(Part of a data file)
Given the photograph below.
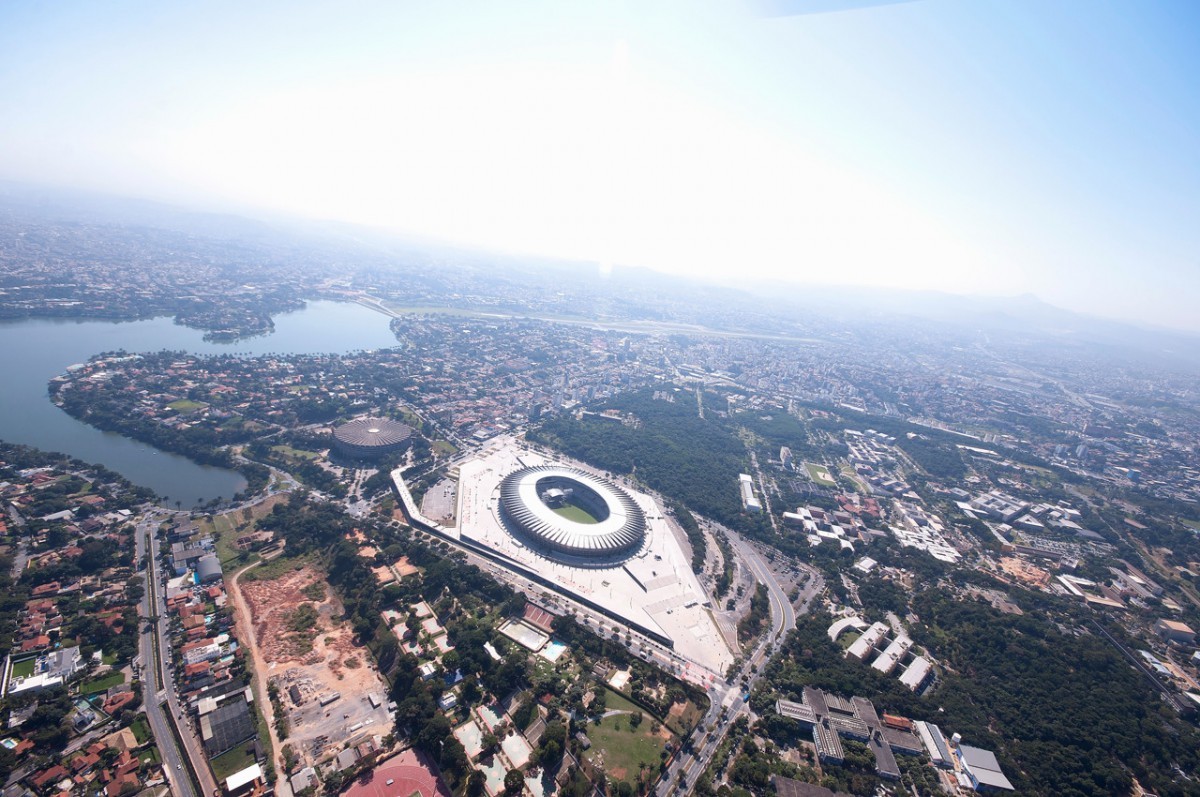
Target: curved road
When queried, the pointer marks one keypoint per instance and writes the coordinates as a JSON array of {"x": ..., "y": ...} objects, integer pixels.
[{"x": 154, "y": 691}]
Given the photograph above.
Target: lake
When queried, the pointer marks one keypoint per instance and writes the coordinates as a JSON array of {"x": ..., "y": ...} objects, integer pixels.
[{"x": 35, "y": 351}]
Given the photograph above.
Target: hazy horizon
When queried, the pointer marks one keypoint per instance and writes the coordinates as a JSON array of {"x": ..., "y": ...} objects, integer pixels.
[{"x": 990, "y": 149}]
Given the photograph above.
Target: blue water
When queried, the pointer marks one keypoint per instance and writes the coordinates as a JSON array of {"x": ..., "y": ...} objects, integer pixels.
[{"x": 33, "y": 352}]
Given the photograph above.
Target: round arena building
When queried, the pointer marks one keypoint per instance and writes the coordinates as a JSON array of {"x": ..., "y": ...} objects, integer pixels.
[
  {"x": 369, "y": 438},
  {"x": 570, "y": 514}
]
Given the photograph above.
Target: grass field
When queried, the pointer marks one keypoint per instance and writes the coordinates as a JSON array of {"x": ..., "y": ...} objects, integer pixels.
[
  {"x": 820, "y": 474},
  {"x": 622, "y": 747},
  {"x": 294, "y": 453},
  {"x": 227, "y": 527},
  {"x": 102, "y": 684},
  {"x": 235, "y": 760},
  {"x": 577, "y": 514}
]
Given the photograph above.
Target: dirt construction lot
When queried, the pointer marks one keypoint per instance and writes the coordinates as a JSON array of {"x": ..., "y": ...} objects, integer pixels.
[{"x": 329, "y": 688}]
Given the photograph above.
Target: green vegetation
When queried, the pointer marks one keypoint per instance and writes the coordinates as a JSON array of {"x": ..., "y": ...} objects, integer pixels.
[
  {"x": 691, "y": 460},
  {"x": 574, "y": 513},
  {"x": 820, "y": 474},
  {"x": 294, "y": 453},
  {"x": 141, "y": 729},
  {"x": 760, "y": 612},
  {"x": 102, "y": 684},
  {"x": 186, "y": 406},
  {"x": 1017, "y": 684},
  {"x": 624, "y": 742}
]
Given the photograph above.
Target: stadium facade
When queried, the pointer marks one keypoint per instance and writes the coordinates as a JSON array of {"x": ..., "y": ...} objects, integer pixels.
[
  {"x": 529, "y": 499},
  {"x": 369, "y": 438}
]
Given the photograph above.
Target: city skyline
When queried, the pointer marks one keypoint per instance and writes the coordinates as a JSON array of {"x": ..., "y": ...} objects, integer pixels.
[{"x": 993, "y": 149}]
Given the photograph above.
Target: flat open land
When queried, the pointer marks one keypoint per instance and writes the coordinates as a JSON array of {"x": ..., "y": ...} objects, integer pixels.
[
  {"x": 621, "y": 748},
  {"x": 301, "y": 642},
  {"x": 820, "y": 474},
  {"x": 409, "y": 774},
  {"x": 580, "y": 515}
]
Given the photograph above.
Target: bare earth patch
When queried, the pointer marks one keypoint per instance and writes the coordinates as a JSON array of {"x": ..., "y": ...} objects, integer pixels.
[{"x": 309, "y": 651}]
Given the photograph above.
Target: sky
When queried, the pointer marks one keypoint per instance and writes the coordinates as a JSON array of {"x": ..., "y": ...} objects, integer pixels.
[{"x": 990, "y": 147}]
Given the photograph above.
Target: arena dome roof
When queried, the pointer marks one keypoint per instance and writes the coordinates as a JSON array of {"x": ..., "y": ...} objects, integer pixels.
[
  {"x": 619, "y": 527},
  {"x": 371, "y": 436}
]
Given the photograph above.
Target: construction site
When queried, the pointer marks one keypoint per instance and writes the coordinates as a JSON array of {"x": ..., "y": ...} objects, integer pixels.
[{"x": 329, "y": 688}]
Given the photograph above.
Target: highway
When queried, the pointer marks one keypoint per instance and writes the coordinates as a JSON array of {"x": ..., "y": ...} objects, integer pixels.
[
  {"x": 154, "y": 689},
  {"x": 729, "y": 703}
]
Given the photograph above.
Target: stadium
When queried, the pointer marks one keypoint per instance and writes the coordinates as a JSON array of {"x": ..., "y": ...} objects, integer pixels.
[
  {"x": 369, "y": 438},
  {"x": 571, "y": 515}
]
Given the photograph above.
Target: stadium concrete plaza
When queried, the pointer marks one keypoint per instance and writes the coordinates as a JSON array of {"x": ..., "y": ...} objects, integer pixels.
[{"x": 653, "y": 588}]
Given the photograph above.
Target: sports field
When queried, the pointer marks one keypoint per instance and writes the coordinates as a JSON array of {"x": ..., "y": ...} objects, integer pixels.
[{"x": 580, "y": 515}]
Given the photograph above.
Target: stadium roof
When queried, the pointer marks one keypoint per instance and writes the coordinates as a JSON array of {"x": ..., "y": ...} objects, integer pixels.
[{"x": 619, "y": 531}]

AIM OF THE TASK:
Retype the entries word for word. Omit any images.

COMPLETED TASK:
Given the photograph below.
Target: curved road
When queried, the pointer marks one keypoint per instance and writes the coordinates as a JSON array of {"x": ..., "y": ...} objects, integer pixels.
[{"x": 154, "y": 691}]
Given the photograph above.
Target: lake
When queried, the pointer marks one keypoint per instance and writes the coordinates as a JSON array of {"x": ..., "y": ...} objects, integer pixels.
[{"x": 35, "y": 351}]
Given the photograph above.
Target: hazy horizon
When queried, the pointer marks one keypoint per instance and writes the coordinates as a JSON array of {"x": ..., "y": ...} objects, integer pixels.
[{"x": 990, "y": 149}]
Given the photograph above.
Target: blue water
When queried, the pointer marks one keypoint per instance and writes the coordinates as a JSON array of {"x": ..., "y": ...} objects, integer pixels.
[{"x": 33, "y": 352}]
Given the photograph above.
Target: round arena building
When queried, the pointer marks one keypoint per instance and writes the coordinates as a JSON array of {"x": ..., "y": ...} objects, integer pixels.
[
  {"x": 369, "y": 438},
  {"x": 570, "y": 514}
]
Given the photograph above.
Target: grass field
When queried, the pointer marks one keypoint per instance and writes the coordinates as a JSON array of {"x": ..., "y": ...} objects, integer pixels.
[
  {"x": 820, "y": 474},
  {"x": 622, "y": 747},
  {"x": 294, "y": 453},
  {"x": 227, "y": 527},
  {"x": 102, "y": 684},
  {"x": 235, "y": 760},
  {"x": 577, "y": 514}
]
Given the photograph above.
Target: dirt construction lot
When queried, the pointer marks one keypoint per instance and writes the coordinates as a JSON array of {"x": ..., "y": ...} objects, integer pixels.
[{"x": 329, "y": 688}]
Given the photograph above.
Target: green vegetation
When queried, the pointer marks one keypoint per instance and writes the coordinates as a JSON array of {"x": ..., "y": ...} objects, integer pixels.
[
  {"x": 691, "y": 460},
  {"x": 574, "y": 513},
  {"x": 820, "y": 474},
  {"x": 294, "y": 453},
  {"x": 141, "y": 729},
  {"x": 760, "y": 612},
  {"x": 102, "y": 684},
  {"x": 186, "y": 406},
  {"x": 1017, "y": 684},
  {"x": 624, "y": 742}
]
Given the photograph above.
Target: stadium facade
When queried, the pointer marks one keypoint per instance and writes the coordinates as a JSON array of {"x": ..., "y": ...} objects, integer pixels.
[
  {"x": 529, "y": 499},
  {"x": 369, "y": 438}
]
Given the photograph above.
Target: city skyline
When queried, the pointer marks one keypoint per instance and writes the coordinates as a JSON array of {"x": ..., "y": ...} objects, integer pixels.
[{"x": 993, "y": 149}]
Given the photograph above.
Target: flat open land
When queried, the pointer marks one keypoint per instance and writes the coordinates as a JSON array of {"x": ..., "y": ...} objects, integer pixels.
[
  {"x": 621, "y": 748},
  {"x": 301, "y": 642},
  {"x": 820, "y": 474},
  {"x": 409, "y": 774},
  {"x": 580, "y": 515}
]
Given the photograph above.
Target: bare earth patch
When queried, the pointer marks one keypoint per instance and writes the coordinates as a JSON array of {"x": ..., "y": ...} objects, integer pixels.
[{"x": 309, "y": 651}]
Given the photograph above.
Target: sky
When queried, the pointer marks one keypoint per instance and writes the coordinates as a JSON array of {"x": ..., "y": ...} objects, integer pixels.
[{"x": 990, "y": 147}]
Given the photograph above.
Target: arena dome roof
When queried, the pointer marks one keypoint per instance and writes the coordinates as a JSON array of {"x": ..., "y": ...} objects, integer pixels.
[
  {"x": 619, "y": 527},
  {"x": 371, "y": 436}
]
Given the photograph above.
Target: construction site
When queried, the pointer marks one keypoint per instance and writes the coordinates as a JSON array of {"x": ..., "y": ...} objects, integer pixels.
[{"x": 329, "y": 688}]
Given the photograph above.
Target: highway
When queried, the pointer marks one keypoint per instance and writes the coordinates as a JSON array of {"x": ..., "y": ...} objects, integer pixels.
[
  {"x": 154, "y": 689},
  {"x": 729, "y": 703}
]
Given the photograph above.
Target: stadium
When queried, the pointer marks one keypoint per instance and writes the coordinates as a JSON array of {"x": ..., "y": ...} objects, integer pixels.
[
  {"x": 369, "y": 438},
  {"x": 571, "y": 515}
]
Given the photograph above.
Target: stadium concrete plaza
When queried, the pointer marks one keypoint per instance and writes the coordinates as a JSON array of {"x": ..., "y": ...} objects, integer pixels.
[{"x": 653, "y": 588}]
Given the photograph above.
Target: sports field
When queried, the pointer marks one keypoint per instance and writes the coordinates as a JSON array of {"x": ..., "y": ...} objects, integer pixels.
[{"x": 580, "y": 515}]
Given the photograph above.
Target: stadium roof
When queried, the pointer marks one keypoint per instance and writes the coordinates as a JSON array of {"x": ..., "y": ...} objects, integer pixels.
[{"x": 619, "y": 531}]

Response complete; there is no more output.